[Start EXTRACTED RECORDS]

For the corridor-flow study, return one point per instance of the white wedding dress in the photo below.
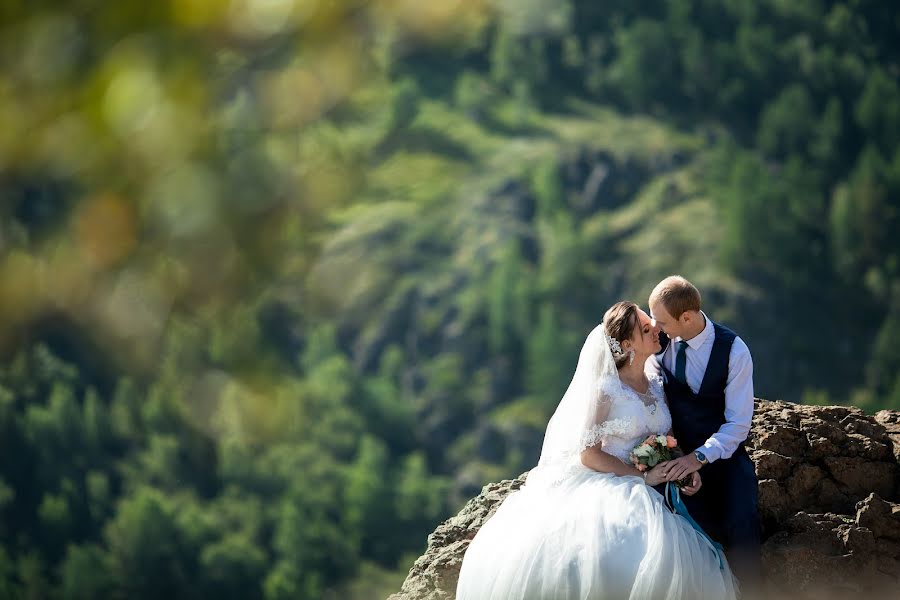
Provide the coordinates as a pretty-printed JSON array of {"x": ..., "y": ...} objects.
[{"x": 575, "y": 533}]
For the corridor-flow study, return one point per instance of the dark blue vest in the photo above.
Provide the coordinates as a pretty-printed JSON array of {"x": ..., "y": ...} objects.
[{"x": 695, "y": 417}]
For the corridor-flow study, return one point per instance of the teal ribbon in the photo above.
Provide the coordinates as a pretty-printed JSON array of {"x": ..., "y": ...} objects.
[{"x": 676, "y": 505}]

[End EXTRACTED RECORDS]
[Start EXTRACTED RECORDS]

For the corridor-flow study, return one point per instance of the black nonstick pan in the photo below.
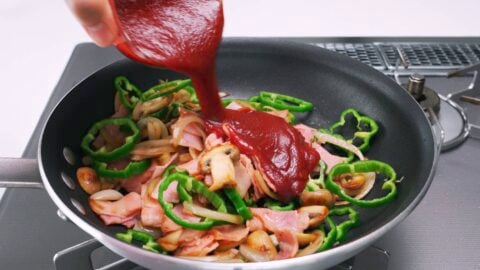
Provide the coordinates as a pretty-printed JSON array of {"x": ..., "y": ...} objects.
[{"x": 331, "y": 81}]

[End EXTRACTED RECORDS]

Pull from the listing above each line that contains the word "return", and copy those lines unchanged.

OUTPUT FOR THIS TASK ::
For the corridor-flow study, return one point per instance of the white wedding dress in the photo below.
For the corridor-flow study, return one point per instance of the dark blue vest in the photo above.
For the corridor-flow study, return one point per instance of the teal ribbon in the photo above.
For the corridor-flow study, return one point per instance of the black nonstick pan in the photo below.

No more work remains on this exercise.